** Prompt **
The entries below are to be repeated verbatim, in full.

--- START ---

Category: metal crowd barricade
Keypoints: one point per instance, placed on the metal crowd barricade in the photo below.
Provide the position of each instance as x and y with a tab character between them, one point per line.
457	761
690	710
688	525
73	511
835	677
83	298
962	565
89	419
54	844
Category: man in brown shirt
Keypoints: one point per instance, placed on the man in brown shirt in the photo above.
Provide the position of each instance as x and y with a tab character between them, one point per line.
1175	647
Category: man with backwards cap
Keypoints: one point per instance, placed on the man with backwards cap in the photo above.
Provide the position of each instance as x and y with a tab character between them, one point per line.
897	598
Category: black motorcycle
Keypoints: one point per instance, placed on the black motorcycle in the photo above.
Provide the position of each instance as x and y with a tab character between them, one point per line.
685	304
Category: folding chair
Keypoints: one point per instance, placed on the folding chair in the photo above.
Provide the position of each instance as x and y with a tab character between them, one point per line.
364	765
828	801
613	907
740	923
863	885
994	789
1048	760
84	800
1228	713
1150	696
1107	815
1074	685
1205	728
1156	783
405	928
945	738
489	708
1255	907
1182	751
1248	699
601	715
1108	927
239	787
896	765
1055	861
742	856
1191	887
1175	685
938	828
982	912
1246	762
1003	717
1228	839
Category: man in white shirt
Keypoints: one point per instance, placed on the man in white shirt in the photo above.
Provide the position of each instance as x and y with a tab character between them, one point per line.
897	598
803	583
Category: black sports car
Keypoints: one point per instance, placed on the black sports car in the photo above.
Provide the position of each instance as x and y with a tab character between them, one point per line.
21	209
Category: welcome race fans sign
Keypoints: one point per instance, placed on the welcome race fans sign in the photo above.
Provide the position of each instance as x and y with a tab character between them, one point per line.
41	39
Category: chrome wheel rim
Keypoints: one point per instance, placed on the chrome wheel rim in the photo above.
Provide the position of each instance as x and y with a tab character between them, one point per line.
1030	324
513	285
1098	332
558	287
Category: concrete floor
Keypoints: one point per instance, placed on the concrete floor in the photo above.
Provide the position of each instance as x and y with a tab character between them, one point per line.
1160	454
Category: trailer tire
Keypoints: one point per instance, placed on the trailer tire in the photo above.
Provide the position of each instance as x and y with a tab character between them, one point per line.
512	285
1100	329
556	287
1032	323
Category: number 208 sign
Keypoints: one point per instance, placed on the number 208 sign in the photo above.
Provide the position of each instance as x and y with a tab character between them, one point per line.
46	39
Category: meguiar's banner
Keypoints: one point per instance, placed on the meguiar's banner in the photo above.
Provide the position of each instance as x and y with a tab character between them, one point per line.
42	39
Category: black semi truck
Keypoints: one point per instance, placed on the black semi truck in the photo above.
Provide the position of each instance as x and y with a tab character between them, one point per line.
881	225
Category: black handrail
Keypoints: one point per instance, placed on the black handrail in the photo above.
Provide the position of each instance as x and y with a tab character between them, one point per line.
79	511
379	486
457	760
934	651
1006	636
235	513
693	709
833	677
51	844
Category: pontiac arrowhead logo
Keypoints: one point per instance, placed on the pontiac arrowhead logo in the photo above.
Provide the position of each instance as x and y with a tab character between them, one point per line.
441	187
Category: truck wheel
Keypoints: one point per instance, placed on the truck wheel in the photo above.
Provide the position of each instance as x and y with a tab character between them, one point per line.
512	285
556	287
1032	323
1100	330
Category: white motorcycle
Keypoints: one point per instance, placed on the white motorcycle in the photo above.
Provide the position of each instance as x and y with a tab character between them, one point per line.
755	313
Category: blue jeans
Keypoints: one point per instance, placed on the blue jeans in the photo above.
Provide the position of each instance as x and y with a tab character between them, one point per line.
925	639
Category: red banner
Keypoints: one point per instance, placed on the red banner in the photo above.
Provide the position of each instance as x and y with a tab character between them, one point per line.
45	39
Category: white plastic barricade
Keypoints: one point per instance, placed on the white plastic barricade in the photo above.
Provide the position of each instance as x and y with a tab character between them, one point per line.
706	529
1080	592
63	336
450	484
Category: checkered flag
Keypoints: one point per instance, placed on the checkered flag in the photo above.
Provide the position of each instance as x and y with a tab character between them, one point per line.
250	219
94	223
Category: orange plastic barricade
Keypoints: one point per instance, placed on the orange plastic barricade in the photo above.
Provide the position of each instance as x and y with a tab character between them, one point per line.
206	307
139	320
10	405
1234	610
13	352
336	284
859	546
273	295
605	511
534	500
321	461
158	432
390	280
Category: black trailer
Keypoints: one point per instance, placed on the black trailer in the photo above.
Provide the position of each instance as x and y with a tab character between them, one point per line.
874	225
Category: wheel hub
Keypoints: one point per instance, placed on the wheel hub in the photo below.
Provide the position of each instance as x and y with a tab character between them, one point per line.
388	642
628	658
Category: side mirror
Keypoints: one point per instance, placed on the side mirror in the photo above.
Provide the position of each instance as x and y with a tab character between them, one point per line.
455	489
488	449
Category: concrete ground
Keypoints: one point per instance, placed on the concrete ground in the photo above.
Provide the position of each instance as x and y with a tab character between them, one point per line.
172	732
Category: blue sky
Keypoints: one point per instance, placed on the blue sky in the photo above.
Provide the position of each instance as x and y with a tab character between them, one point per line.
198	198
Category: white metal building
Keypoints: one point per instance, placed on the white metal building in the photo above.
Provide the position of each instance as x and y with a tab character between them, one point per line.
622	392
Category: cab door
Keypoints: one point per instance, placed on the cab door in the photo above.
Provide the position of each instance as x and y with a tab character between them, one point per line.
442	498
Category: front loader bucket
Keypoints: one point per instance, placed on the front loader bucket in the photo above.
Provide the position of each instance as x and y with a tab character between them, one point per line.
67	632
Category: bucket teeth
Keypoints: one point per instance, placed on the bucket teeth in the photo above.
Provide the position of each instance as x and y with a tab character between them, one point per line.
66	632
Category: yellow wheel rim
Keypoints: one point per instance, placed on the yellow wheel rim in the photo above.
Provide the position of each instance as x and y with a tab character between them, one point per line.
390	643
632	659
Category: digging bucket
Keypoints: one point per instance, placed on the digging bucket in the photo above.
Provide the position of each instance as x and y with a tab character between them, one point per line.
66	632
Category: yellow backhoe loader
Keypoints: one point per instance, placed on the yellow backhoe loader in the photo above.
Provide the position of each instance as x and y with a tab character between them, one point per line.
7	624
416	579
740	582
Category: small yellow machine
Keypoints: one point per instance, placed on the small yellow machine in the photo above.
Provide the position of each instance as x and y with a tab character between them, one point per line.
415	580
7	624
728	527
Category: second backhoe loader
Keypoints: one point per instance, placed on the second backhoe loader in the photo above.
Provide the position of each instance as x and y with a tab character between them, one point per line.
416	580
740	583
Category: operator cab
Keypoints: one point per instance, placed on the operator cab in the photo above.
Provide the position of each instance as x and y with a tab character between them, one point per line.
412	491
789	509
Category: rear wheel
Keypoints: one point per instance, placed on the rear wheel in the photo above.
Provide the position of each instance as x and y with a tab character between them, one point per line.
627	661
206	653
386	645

--- END ---

** Reply **
Category: metal crowd barricade
Keypoints: one point per instance, placed on the metal crowd barricade in the photo below.
Provide the position of each instance as x and y with a tab character between them, one point per line.
457	761
690	710
688	525
73	511
835	677
83	298
962	565
89	419
54	844
Category: man in brown shirt
Keypoints: one point per instance, placed on the man in brown shirt in the photo above.
Provide the position of each instance as x and y with a tab character between them, one point per line.
1175	647
Category: man with backwards cap
Keypoints: one point per instance, placed on the man with backwards cap in the photo above.
Provide the position of each instance as x and y with a tab character between them, one point per line.
897	598
Category: black motorcycle
Keypoints: one point per instance, placed on the black motorcycle in the photo above.
Provide the position of each instance as x and y with a tab character between them, one point per line.
685	304
Category: folding chair
Keypoints: one point per instance, placed on the folding chair in the photo above.
Provide the position of each instance as x and y with a tab character between them, one point per line.
364	765
828	801
613	907
740	923
863	885
994	789
1048	760
84	800
1228	713
1150	696
1107	815
1074	685
1205	728
1156	783
405	928
945	738
489	708
1255	907
1182	751
1248	699
601	715
1108	927
239	787
896	765
1055	861
742	856
1191	887
1175	685
938	828
982	912
1246	762
1003	717
1228	839
Category: man in white shirt
Keypoints: one point per instance, placed on the man in white shirt in the photo above.
Provide the position of each instance as x and y with a tab character between them, one point per line.
897	598
803	583
Category: black sports car
Keypoints: one point per instance, placed on the black sports car in the photo above.
Provide the position of each instance as x and y with a tab character between them, one point per line.
21	209
Category: welcome race fans sign
Keypoints: one point per instance, placed on the welcome race fans sign in the photo above.
Provide the position of each instance as x and y with a tab character between them, one point per line.
41	39
Category: chrome wheel rim
Keypoints: one point per instance, placed on the chrome wheel rim in the photo above.
Provide the position of each instance as x and y with a tab character between them, one point per line.
1030	324
513	285
1098	332
558	287
Category: concrete floor
Keypoints: one point per instance, placed on the concrete floor in the photo above.
Provide the position of each instance as x and y with a tab character between them, one point per line.
1160	454
Category: trailer tire
Keypoints: one point per instance, placed on the trailer tire in the photo above.
Provide the position of each instance as x and y with a tab character between them, one point per line.
512	285
1100	329
556	287
1032	323
Category: number 208 sign
Keypoints: one point per instance, placed on the number 208 sign in the photo above.
Provide the position of each instance as x and y with a tab character between them, one point per line.
46	39
Category: meguiar's banner
Keypoints: one point per instance, placed on the meguiar's banner in the photo above.
Provide the position of each instance as x and y with a tab character between them, one point per line.
42	39
Category: black semi truck
Keypoints: one point per instance, placed on the black semi truck in the photo above.
Provide the position of each instance as x and y with a tab character between them, one point per line.
881	225
Category: black handrail
Keypoints: one point per instance, placed on the black handrail in the photo above.
Provide the position of each instance as x and y with a tab character between them, one point per line.
79	511
379	486
457	760
934	651
1006	636
235	513
693	709
833	677
51	844
Category: pontiac arrowhead logo
Keypoints: one point per instance, placed on the pontiac arrowhead logo in the photo above.
Provide the position of each instance as x and y with a tab character between them, one point per line.
441	187
Category: truck wheel
Keypoints: one point per instance, placed on the truck wheel in the photo above.
Provide the position of each instance as x and y with a tab character between them, one point per line.
512	285
556	287
1032	323
1100	330
Category: white motorcycle
Keypoints: one point per instance, placed on the white motorcycle in the photo above.
Provide the position of each instance as x and y with a tab character between them, one point per line.
755	313
Category: blue jeans
Keypoints: one point per instance, placed on the blue jeans in the photo above.
Provide the position of each instance as x and y with a tab character between them, one point per line.
925	639
Category: red banner
Keypoints: one point per instance, placed on the red banner in the photo above.
Provide the position of each instance as x and y with a tab character between them, one point per line.
45	39
Category: white plastic barricade
Keypoints: one point per instance, placed on the white plastic barricade in the photo above.
Provide the position of each instance as x and y with a tab character between them, one point per line.
706	529
1080	592
63	336
450	484
Category: checkered flag
Keypoints: one point per instance, placed on the checkered flag in the photo above.
Provide the position of each instance as x and y with a tab character between them, one point per line.
250	219
94	223
Category: orange plastic barricade
Keypoints: one point per instance, placed on the orange plastic barricade in the photo above.
Provide the position of each instance as x and y with a tab character between them, one point per line.
206	307
139	320
10	405
1234	610
13	352
336	284
859	546
273	295
605	511
534	500
321	461
158	432
390	280
Category: black trailer
Keypoints: one point per instance, placed on the black trailer in the photo above.
Provide the position of each instance as x and y with a tab character between them, one point per line.
874	225
Category: wheel hub
Keypoints: one point per instance, placed on the wheel hub in the photo below.
Provide the position of each instance as x and y with a tab character between them, one point per line.
388	642
628	658
Category: side mirror
Keypoints: one point per instance, placed on the side mirror in the photo above.
Provide the position of each instance as x and y with a tab character between them, one point per line.
455	489
488	449
Category: concrete ground
Keypoints: one point per instance, placed on the concrete ground in the photo above.
Provide the position of each instance as x and y with a tab character between them, one point per line.
172	732
Category: blue sky
Keypoints: one point per instance, placed on the blue sky in the photo above.
Provide the position of each instance as x and y with a tab character between them, one point per line.
198	198
Category: white metal building
Keypoints: one point per instance, placed on the white metal building in the photo above.
Provide the position of each instance as x and y with a tab character between them, one point per line.
622	392
Category: cab door
Keypoints: one point per instance, placed on the cab door in the photo above.
Provide the position of each instance as x and y with a tab character between them, one point per line.
442	498
Category: front loader bucket
Keypoints: one point per instance, placed on the front loader bucket in the photo above.
Provide the position of each instance as x and y with a tab character between them, one point per line.
67	632
Category: bucket teeth
Keypoints: one point per instance, placed on the bucket teeth in the photo above.
Provide the position of each instance as x and y with a tab character between them, one point per line.
66	632
Category: yellow wheel rim
Keypoints: one point per instance, placed on the yellow wheel rim in the photo above.
Provide the position of each instance as x and y with a tab character between them, one point per line.
390	643
632	659
Category: digging bucket
Keypoints: one point per instance, placed on the digging bucket in the photo above.
Provide the position of each instance as x and y with a tab character between them, one point per line.
66	632
Category: yellow backhoe loader
Keypoints: one point per instance, placed on the yellow backhoe loader in the photo above.
Provide the position of each instance as x and y with a tab character between them, one point per line.
7	624
416	579
740	582
Category: small yellow machine
Keypoints: one point per instance, placed on the small yellow machine in the photo above.
Provide the position of each instance as x and y with a tab character between them, one point per line.
415	580
7	624
728	527
Category: second backhoe loader
Keypoints: one point per instance, placed on the second backhoe loader in the photo above.
Provide the position of each instance as x and y with a tab character between them, one point per line.
416	580
740	583
Category: operator cab
Keypoints: one point per instance, placed on the operator cab in the photo above.
Provide the position of each instance as x and y with a tab character between them, one point per line.
412	491
789	509
Category: rear wheel
Keypoints: one point per instance, placed on the rear wheel in the photo above.
Provide the position of each instance as x and y with a tab character between them, one point per line.
627	661
206	653
386	645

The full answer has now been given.